__THE TASK__
Whenever the word "brick" appears in a line of the data below, copy that line.

Stored data entries:

= Beginning of Section =

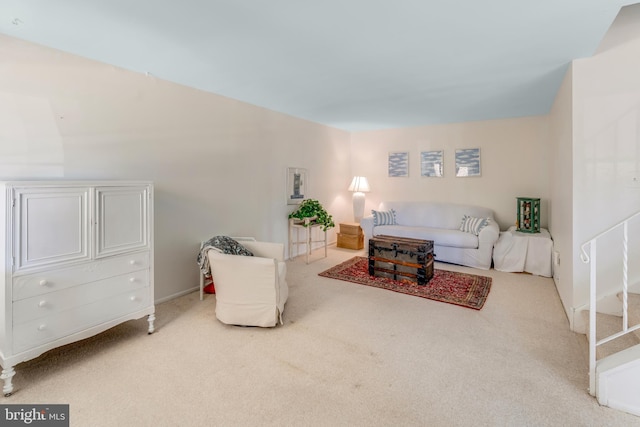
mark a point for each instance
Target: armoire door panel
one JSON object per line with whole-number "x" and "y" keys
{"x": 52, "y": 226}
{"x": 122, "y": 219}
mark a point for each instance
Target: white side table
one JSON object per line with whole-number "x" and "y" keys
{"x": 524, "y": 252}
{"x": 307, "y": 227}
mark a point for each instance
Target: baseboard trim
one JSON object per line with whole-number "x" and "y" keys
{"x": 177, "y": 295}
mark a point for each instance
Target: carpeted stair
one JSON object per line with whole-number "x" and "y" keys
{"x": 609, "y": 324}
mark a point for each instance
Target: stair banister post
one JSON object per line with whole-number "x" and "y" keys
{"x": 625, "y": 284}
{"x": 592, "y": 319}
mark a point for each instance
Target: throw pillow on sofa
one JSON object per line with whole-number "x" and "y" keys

= End of Section =
= Beginning of Section =

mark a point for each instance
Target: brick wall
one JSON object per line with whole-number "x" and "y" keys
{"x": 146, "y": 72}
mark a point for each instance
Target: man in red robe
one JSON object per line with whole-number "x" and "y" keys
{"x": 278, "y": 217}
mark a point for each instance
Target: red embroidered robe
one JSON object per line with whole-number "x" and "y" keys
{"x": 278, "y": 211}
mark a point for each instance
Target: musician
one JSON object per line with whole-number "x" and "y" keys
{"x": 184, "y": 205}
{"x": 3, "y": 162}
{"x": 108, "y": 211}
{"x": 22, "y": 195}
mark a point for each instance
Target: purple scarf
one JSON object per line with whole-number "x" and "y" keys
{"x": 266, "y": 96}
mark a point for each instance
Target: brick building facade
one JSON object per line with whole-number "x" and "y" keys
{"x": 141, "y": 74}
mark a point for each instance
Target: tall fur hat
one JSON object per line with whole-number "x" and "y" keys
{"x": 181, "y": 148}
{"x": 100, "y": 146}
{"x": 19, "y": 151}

= End of Section =

__RESULT BELOW__
Target: brick wall
Target: brick building facade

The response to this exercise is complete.